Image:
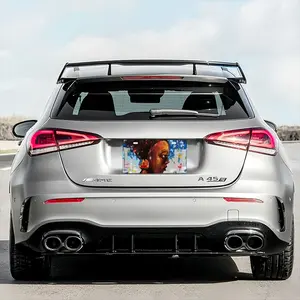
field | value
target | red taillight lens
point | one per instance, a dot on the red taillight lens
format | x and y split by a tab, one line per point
255	140
248	200
49	140
64	200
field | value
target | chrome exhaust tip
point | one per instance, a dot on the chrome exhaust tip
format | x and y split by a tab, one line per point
52	243
255	242
73	243
233	242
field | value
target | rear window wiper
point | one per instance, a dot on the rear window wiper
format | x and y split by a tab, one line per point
179	112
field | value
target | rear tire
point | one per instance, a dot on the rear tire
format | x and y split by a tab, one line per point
26	264
274	267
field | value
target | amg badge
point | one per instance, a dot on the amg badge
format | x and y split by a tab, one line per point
212	179
99	180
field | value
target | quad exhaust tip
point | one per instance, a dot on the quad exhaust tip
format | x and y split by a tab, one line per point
233	242
52	243
73	243
255	242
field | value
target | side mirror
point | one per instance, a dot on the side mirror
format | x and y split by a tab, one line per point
272	125
20	129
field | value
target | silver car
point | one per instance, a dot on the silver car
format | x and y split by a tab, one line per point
151	157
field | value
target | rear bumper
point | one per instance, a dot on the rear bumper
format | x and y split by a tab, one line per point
177	216
157	241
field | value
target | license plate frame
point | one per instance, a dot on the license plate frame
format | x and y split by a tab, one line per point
154	156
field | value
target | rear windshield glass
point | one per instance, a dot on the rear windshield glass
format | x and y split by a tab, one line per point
134	100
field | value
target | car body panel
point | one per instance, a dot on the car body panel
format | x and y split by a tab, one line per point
117	200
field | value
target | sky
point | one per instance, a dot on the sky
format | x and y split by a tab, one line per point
38	37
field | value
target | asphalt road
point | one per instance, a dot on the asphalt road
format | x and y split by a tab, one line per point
205	278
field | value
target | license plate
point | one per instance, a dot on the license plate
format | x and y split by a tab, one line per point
150	156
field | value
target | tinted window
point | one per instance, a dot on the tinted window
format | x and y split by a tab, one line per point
133	100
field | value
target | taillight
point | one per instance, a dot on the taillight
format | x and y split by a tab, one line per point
64	200
50	140
255	140
247	200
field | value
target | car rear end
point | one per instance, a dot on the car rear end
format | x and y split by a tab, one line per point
101	174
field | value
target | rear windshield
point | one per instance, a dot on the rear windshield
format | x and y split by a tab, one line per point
132	100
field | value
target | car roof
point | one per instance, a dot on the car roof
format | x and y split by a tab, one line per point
110	68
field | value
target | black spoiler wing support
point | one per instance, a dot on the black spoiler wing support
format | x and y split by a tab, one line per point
149	62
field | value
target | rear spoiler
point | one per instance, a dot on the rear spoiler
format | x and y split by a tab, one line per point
90	69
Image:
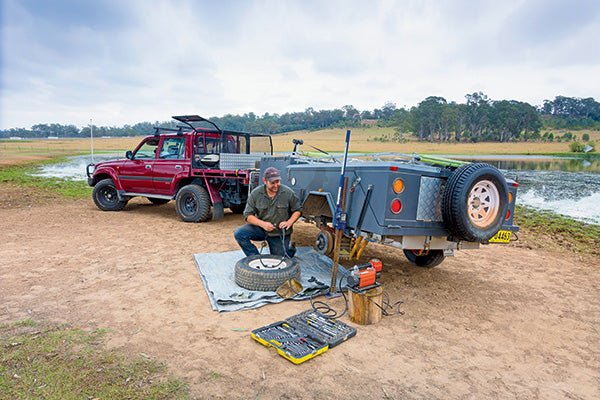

----

Goal of the exercise: Locate each line in the items above that contains the string "badge" and copy those lines out in full. Case counts.

Written answer:
target | amg badge
point | one per instance, a dot on the amg badge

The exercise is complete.